Compiti da svolgere ->
- a) Traduca in inglese questa frase del brano: «Più positivo, e praticamente inosservato, è stato il calo del tasso di disoccupazione a un nuovo minimo storico.»
- b) Trascriva senza alcuna modifica tutto il testo del brano che va da "A nostro avviso, il" giù fino a "centrali devono affrontare.".

Brano selezionato ->
::::::::::
A nostro avviso, il timore di una recessione si è intensificato in modo ingiustificato. Questo rende fondamentale il rapporto sui salari degli Stati Uniti in uscita questa settimana. Ci aspettiamo un altro rapporto positivo in cui il numero di nuovi posti di lavoro sia al di sopra della tendenza, con un basso tasso di disoccupazione e una buona crescita salariale (che dovrebbe in qualche modo dissipare le preoccupazioni di recessione). Inoltre, verranno pubblicati i verbali degli ultimi incontri della Federal Reserve e della BCE, che dovrebbero far luce sul trade-off tra il contenimento dell’inflazione e il rischio di un forte rallentamento economico che i banchieri centrali devono affrontare.

EUR

Sebbene l’inflazione statunitense mostri alcuni segnali di aver raggiunto il picco, lo stesso non vale per l’Eurozona, in parte a causa del maggiore impatto dei prezzi dell’energia. Il calo che abbiamo visto nell’indice core la scorsa settimana è stato interamente dovuto alla misura amministrativa una tantum adottata in Germania, mentre l’inflazione a doppia cifra in Spagna ha avuto grande risonanza. Più positivo, e praticamente inosservato, è stato il calo del tasso di disoccupazione a un nuovo minimo storico. Dato che è quasi certo che si verificherà un rialzo di 25 punti base alla prossima riunione della BCE e la possibilità di un aumento di 50 punti base in quella dopo non può essere esclusa, riteniamo che gli attuali livelli a cui la valuta comune è scambiata riflettano molte notizia negative e pensiamo che ci sia spazio per un rally significativo quando si stabilizzerà la situazione sui mercati.
::::::::::
Voci del dataset sulla posizione degli oggetti ->
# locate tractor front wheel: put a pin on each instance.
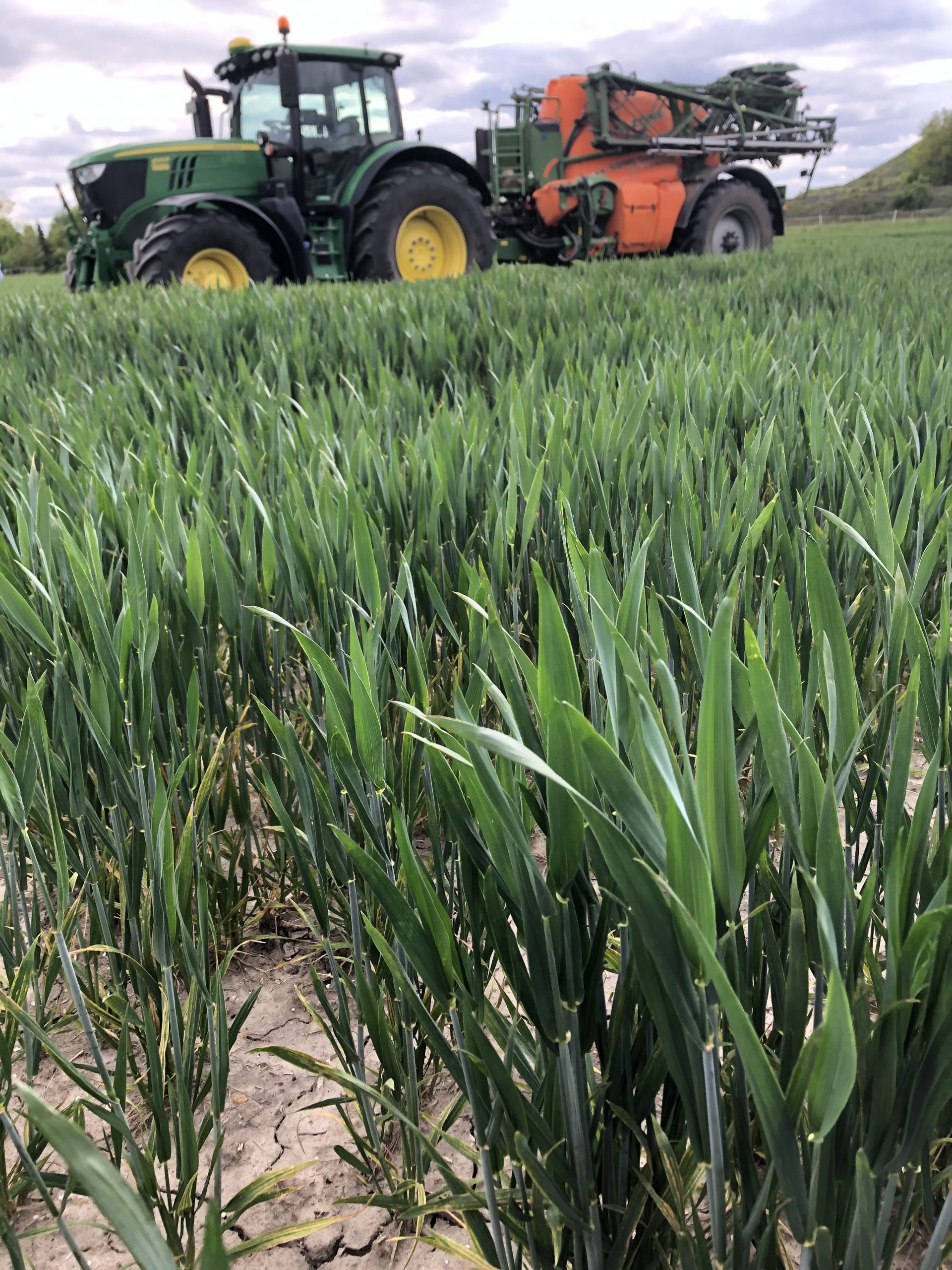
(730, 218)
(212, 251)
(420, 221)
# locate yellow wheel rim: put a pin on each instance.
(431, 244)
(215, 270)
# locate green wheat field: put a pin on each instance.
(567, 654)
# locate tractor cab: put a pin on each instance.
(314, 180)
(318, 110)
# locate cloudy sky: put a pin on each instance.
(76, 75)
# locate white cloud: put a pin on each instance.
(116, 65)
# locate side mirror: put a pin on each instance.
(290, 80)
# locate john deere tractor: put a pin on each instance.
(314, 180)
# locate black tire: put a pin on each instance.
(402, 191)
(167, 247)
(730, 216)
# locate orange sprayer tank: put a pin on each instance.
(649, 194)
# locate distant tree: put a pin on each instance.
(46, 253)
(59, 241)
(27, 253)
(9, 242)
(913, 193)
(933, 155)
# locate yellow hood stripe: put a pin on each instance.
(176, 148)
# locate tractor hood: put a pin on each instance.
(107, 183)
(150, 149)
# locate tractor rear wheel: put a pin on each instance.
(730, 216)
(212, 251)
(420, 220)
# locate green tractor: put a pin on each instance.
(315, 180)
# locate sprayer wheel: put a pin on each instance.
(730, 216)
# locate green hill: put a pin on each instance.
(873, 193)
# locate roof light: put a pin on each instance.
(92, 172)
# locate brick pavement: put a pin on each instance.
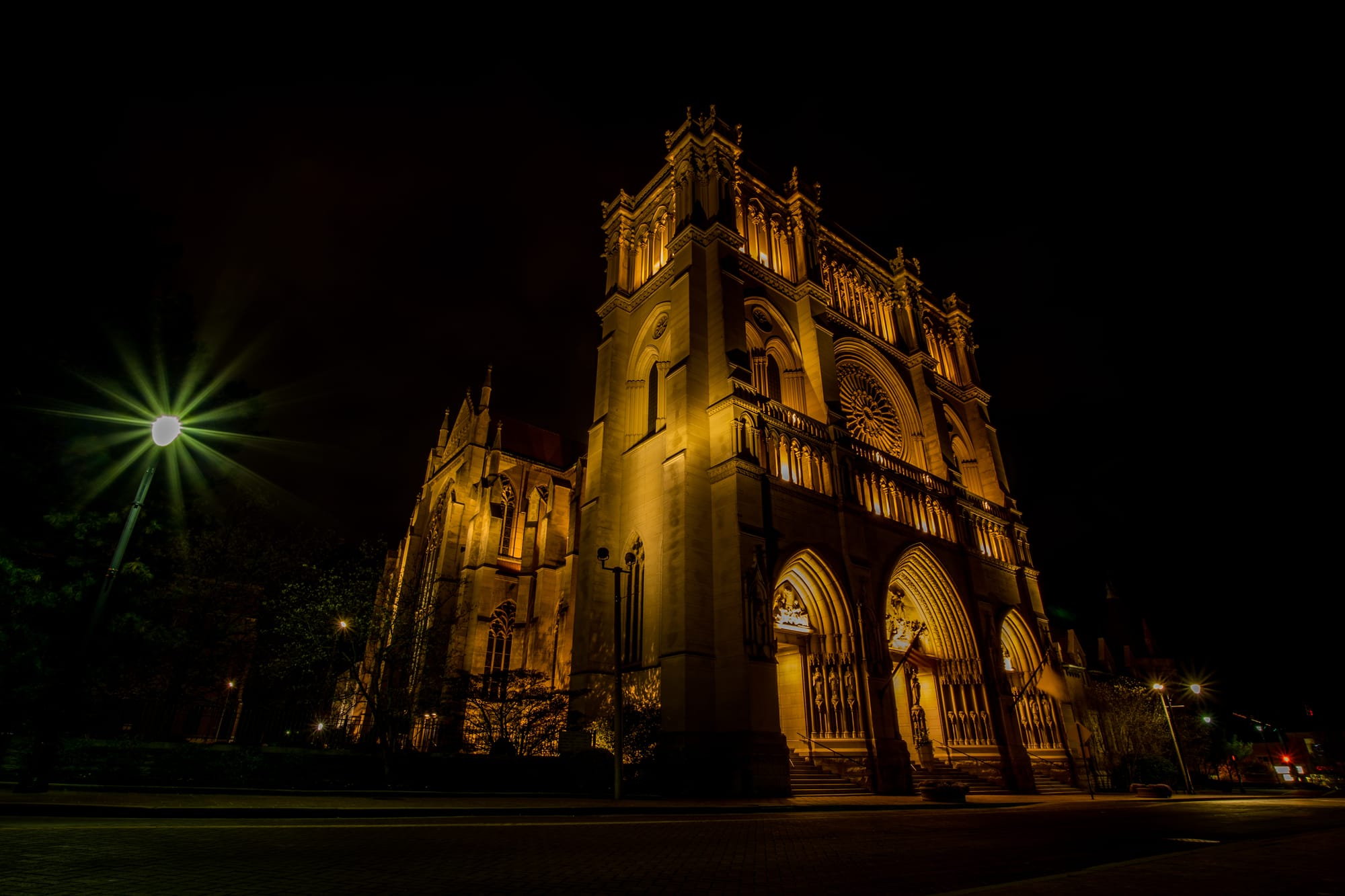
(740, 852)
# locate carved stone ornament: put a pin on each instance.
(903, 627)
(758, 635)
(790, 612)
(870, 413)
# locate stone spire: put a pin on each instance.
(486, 389)
(443, 431)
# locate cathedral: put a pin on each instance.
(808, 541)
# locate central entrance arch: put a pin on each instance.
(816, 655)
(942, 704)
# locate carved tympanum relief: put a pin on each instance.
(790, 612)
(870, 412)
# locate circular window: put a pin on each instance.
(868, 411)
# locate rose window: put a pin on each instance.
(868, 411)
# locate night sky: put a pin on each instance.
(376, 243)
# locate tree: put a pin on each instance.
(512, 712)
(1132, 735)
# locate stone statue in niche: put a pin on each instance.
(758, 634)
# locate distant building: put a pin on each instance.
(792, 440)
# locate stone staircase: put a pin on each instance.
(944, 771)
(808, 779)
(1047, 784)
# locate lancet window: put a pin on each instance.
(500, 641)
(428, 581)
(509, 512)
(777, 368)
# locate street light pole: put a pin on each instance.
(1172, 731)
(224, 710)
(619, 698)
(34, 780)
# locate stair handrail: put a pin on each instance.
(1050, 762)
(980, 762)
(802, 736)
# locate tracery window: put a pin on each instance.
(500, 641)
(871, 416)
(508, 513)
(653, 421)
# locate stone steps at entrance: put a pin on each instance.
(1048, 784)
(808, 779)
(942, 771)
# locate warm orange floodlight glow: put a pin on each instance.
(166, 430)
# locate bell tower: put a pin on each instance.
(790, 438)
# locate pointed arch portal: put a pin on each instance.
(1039, 717)
(939, 682)
(816, 655)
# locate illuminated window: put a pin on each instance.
(500, 641)
(508, 512)
(773, 378)
(653, 421)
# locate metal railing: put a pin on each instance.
(950, 749)
(810, 741)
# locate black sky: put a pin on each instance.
(377, 241)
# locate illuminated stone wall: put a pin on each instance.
(777, 405)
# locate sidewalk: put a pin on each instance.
(118, 802)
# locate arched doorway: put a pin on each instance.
(816, 655)
(938, 681)
(1039, 717)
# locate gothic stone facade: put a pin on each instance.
(482, 581)
(790, 436)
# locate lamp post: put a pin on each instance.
(1172, 731)
(619, 698)
(165, 430)
(229, 690)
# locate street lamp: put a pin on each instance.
(163, 431)
(617, 659)
(224, 709)
(1172, 731)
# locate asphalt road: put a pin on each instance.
(1223, 846)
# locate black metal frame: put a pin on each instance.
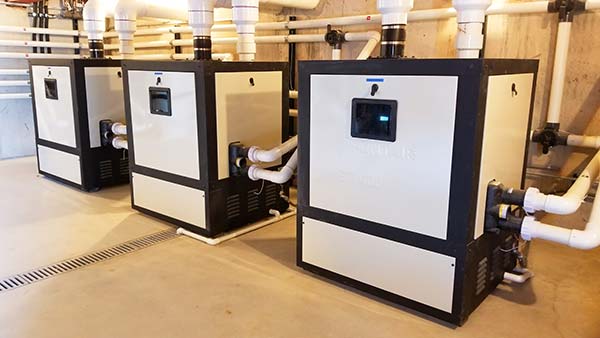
(470, 117)
(90, 158)
(217, 192)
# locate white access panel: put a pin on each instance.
(58, 163)
(165, 143)
(104, 93)
(246, 113)
(403, 184)
(177, 201)
(423, 276)
(55, 118)
(504, 137)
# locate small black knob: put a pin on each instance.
(374, 89)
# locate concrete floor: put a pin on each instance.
(248, 287)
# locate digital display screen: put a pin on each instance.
(51, 88)
(374, 119)
(160, 101)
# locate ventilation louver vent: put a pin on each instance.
(105, 170)
(253, 201)
(124, 167)
(272, 194)
(233, 206)
(482, 272)
(49, 271)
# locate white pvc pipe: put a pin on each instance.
(120, 143)
(584, 141)
(30, 30)
(24, 43)
(282, 176)
(579, 239)
(14, 83)
(569, 202)
(470, 16)
(7, 55)
(15, 96)
(257, 155)
(14, 72)
(560, 71)
(239, 232)
(119, 128)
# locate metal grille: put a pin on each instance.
(253, 200)
(271, 194)
(233, 206)
(482, 271)
(105, 170)
(52, 270)
(124, 167)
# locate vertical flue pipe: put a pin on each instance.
(470, 15)
(245, 17)
(201, 19)
(559, 73)
(393, 26)
(94, 23)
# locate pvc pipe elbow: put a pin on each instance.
(559, 205)
(256, 173)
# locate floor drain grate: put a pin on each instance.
(52, 270)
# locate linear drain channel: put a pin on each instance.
(48, 271)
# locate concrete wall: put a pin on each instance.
(17, 137)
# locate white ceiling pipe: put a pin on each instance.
(15, 96)
(245, 17)
(559, 72)
(14, 72)
(584, 141)
(30, 30)
(282, 176)
(470, 18)
(9, 55)
(584, 240)
(14, 83)
(257, 155)
(23, 43)
(569, 202)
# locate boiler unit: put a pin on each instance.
(396, 156)
(70, 98)
(183, 117)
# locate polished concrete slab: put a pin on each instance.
(248, 287)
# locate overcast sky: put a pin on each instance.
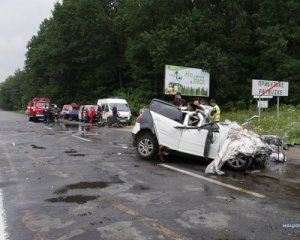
(19, 21)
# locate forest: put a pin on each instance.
(90, 49)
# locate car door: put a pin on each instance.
(166, 117)
(195, 140)
(167, 134)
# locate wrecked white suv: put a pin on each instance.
(165, 128)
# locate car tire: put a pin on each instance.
(147, 146)
(239, 163)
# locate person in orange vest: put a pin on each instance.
(86, 115)
(92, 114)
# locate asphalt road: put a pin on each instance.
(75, 182)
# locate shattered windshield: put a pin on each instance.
(41, 104)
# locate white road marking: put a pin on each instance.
(255, 194)
(84, 139)
(3, 233)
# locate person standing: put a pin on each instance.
(115, 115)
(216, 113)
(178, 101)
(92, 114)
(99, 113)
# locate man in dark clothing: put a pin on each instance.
(115, 116)
(178, 101)
(99, 113)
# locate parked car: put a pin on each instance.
(35, 108)
(70, 111)
(107, 104)
(165, 127)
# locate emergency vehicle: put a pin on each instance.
(35, 108)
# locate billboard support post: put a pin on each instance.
(277, 107)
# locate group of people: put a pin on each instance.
(215, 114)
(91, 115)
(50, 114)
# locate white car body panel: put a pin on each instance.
(166, 132)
::::::::::
Risposte ->
- a) More positive, and practically unnoticed, was the drop in the unemployment rate to a new record low.

- b)
A nostro avviso, il timore di una recessione si è intensificato in modo ingiustificato. Questo rende fondamentale il rapporto sui salari degli Stati Uniti in uscita questa settimana. Ci aspettiamo un altro rapporto positivo in cui il numero di nuovi posti di lavoro sia al di sopra della tendenza, con un basso tasso di disoccupazione e una buona crescita salariale (che dovrebbe in qualche modo dissipare le preoccupazioni di recessione). Inoltre, verranno pubblicati i verbali degli ultimi incontri della Federal Reserve e della BCE, che dovrebbero far luce sul trade-off tra il contenimento dell’inflazione e il rischio di un forte rallentamento economico che i banchieri centrali devono affrontare.